Collected data entries:
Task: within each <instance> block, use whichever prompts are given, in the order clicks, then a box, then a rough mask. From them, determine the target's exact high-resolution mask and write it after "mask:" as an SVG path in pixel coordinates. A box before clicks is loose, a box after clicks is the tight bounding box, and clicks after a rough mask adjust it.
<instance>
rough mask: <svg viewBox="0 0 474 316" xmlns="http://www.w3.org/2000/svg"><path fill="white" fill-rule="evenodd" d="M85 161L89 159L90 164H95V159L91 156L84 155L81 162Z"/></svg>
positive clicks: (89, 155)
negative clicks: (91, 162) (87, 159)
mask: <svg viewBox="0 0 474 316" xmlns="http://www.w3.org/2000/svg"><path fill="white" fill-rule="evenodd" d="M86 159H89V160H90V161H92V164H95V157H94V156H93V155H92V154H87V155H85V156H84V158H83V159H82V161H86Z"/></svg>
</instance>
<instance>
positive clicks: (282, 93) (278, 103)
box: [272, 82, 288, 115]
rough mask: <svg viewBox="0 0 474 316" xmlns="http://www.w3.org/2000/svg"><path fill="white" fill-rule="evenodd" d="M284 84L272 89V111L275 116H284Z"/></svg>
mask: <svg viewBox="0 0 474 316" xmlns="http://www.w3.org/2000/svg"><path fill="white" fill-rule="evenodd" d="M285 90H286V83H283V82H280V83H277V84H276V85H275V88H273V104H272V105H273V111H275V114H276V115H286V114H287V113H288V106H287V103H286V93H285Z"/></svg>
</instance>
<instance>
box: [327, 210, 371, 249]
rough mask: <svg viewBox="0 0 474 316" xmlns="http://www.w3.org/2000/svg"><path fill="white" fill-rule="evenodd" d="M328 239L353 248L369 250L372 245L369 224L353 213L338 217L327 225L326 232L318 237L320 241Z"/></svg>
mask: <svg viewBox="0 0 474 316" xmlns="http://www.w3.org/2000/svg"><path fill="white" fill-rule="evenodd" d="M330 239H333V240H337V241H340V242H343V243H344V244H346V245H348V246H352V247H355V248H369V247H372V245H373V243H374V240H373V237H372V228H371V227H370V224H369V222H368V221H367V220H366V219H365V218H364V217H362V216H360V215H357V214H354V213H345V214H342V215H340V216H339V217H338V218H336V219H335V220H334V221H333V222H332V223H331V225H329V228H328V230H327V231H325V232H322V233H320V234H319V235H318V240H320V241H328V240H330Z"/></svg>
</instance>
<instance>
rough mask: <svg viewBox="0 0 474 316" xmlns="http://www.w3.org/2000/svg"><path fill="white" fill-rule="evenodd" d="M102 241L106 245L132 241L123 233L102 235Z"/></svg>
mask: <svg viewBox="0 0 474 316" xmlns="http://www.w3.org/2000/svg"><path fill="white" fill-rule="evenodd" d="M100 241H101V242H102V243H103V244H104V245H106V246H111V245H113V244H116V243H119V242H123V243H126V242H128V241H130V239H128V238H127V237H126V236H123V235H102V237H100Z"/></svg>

» Exercise prompt:
The response must consist of the lines above, from the first one through the line containing "box: [327, 210, 371, 249]", reproduced exactly.

» Completed task:
Task: within each <instance> block, use whichever prompts are given, in the order clicks, then a box, then a rough mask. From them, determine the target's exact high-resolution mask and write it after "mask:" as an SVG path in pixel coordinates. A box before clicks is loose, a box after clicks is the tight bounding box, and clicks after a rough mask adjust it.
<instance>
rough mask: <svg viewBox="0 0 474 316" xmlns="http://www.w3.org/2000/svg"><path fill="white" fill-rule="evenodd" d="M85 161L89 159L90 164H95V159L91 156L84 155L81 162Z"/></svg>
positive clicks: (89, 155)
negative clicks: (91, 162) (87, 159)
mask: <svg viewBox="0 0 474 316" xmlns="http://www.w3.org/2000/svg"><path fill="white" fill-rule="evenodd" d="M86 159H89V160H90V161H92V164H95V157H94V156H93V155H92V154H87V155H85V156H84V158H83V159H82V161H86Z"/></svg>
</instance>
<instance>
positive clicks: (282, 93) (278, 103)
box: [272, 82, 288, 115]
rough mask: <svg viewBox="0 0 474 316" xmlns="http://www.w3.org/2000/svg"><path fill="white" fill-rule="evenodd" d="M284 84L272 89V111L275 116H284Z"/></svg>
mask: <svg viewBox="0 0 474 316" xmlns="http://www.w3.org/2000/svg"><path fill="white" fill-rule="evenodd" d="M285 90H286V83H283V82H280V83H277V84H276V85H275V88H273V104H272V105H273V111H275V114H276V115H286V114H287V113H288V106H287V103H286V93H285Z"/></svg>
</instance>
<instance>
box: [327, 210, 371, 249]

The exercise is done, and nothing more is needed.